• [GIVEN INSTRUCTION] Write out all the lines below again, swapping every "drop" for "place" and keeping everything else unchanged.
═════ LISTED ENTRIES ═════
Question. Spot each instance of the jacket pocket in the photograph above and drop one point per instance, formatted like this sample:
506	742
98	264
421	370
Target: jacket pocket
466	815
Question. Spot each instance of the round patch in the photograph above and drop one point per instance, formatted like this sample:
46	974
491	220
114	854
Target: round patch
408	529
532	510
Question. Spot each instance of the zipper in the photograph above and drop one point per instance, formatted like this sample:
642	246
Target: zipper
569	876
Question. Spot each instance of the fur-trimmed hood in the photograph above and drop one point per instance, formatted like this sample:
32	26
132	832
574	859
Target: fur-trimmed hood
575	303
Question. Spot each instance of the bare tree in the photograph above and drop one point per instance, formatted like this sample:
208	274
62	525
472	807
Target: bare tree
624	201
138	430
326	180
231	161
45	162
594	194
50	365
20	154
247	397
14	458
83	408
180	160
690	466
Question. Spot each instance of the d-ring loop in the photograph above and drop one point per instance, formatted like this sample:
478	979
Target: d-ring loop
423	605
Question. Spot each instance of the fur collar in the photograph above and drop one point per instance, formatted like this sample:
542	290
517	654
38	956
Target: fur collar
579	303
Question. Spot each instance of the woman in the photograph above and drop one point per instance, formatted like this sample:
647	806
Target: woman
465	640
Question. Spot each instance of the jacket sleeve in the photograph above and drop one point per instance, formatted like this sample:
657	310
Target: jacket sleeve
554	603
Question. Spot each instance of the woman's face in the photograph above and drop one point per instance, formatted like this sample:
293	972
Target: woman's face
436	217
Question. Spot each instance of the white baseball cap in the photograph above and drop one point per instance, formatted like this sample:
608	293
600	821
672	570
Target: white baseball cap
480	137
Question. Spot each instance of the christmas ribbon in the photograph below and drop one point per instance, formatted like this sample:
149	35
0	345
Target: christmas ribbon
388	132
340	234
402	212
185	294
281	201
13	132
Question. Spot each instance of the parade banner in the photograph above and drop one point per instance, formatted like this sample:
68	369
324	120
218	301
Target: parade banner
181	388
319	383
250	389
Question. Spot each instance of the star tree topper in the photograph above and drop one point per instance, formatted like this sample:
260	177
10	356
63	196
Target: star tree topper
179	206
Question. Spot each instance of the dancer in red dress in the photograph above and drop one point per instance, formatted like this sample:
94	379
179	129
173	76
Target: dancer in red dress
═════
• [TASK RESULT]
Question. Spot each instance of the jacket pocket in the photograph above and place one point per instance, formatted like this sample:
506	742
98	264
421	370
Target: jacket pocket
466	815
Question. Spot each instance of the round patch in the photograph above and place one point per instance, formatted like this sample:
46	974
491	220
114	854
Target: round patch
408	529
532	510
Question. Spot each instance of the zipper in the photograph above and place one point per instance, formatted like this sample:
642	246
Target: zipper
569	876
Question. Spot each instance of the fur-trimmed hood in the photograph above and place one point per instance, formatted like this sample:
32	26
132	832
574	859
Target: fur-trimmed hood
575	303
Question. Spot each instance of the bare tree in the photograph above and place one point per instance, formatted like this sample:
208	274
62	525
472	807
Target: bare tree
624	201
138	430
326	180
231	161
45	162
594	194
50	365
20	154
247	397
14	458
83	408
180	160
690	466
Question. Spot each instance of the d-ring loop in the photograph above and place one point per instance, formatted like this sample:
478	979
Target: d-ring loop
423	605
Question. Spot each instance of the fur collar in the photograph above and place one point per instance, formatted like this sample:
542	290
517	654
38	956
Target: fur collar
579	303
Question. Spot each instance of the woman in the photograph above and place one point per instance, formatted like this sample:
647	806
Target: woman
465	640
Question. Spot each instance of the jacket sleeve in the photograph above and place one point per instance, formatted like this sample:
657	310
Target: jacket sleeve
554	603
Question. Spot each instance of the woman's face in the photograph above and place one point per instance, formatted like this sample:
293	972
Target: woman's face
436	217
Question. Spot each instance of the white baseball cap in the photograph above and place one point per instance, formatted like this sample:
608	293
600	821
672	570
Target: white baseball cap
480	137
Question. Spot each instance of the christmas ribbon in the photograph below and place one point per instance, formatted like this sample:
149	35
0	345
Target: christmas ribbon
388	132
340	234
402	212
185	294
281	201
13	132
Question. Spot each instance of the parade banner in the photograph above and place one point per instance, formatted like this sample:
68	369
324	120
218	301
Target: parade banner
181	388
319	383
250	389
Question. Spot each instance of the star tree topper in the photograph above and place one point per instance, formatted like this sample:
260	177
10	356
63	196
Target: star tree topper
179	206
Question. Spot each instance of the dancer in red dress in the photograph above and place one point per instance, formatted like this sample:
94	379
179	129
173	76
Target: dancer in red dress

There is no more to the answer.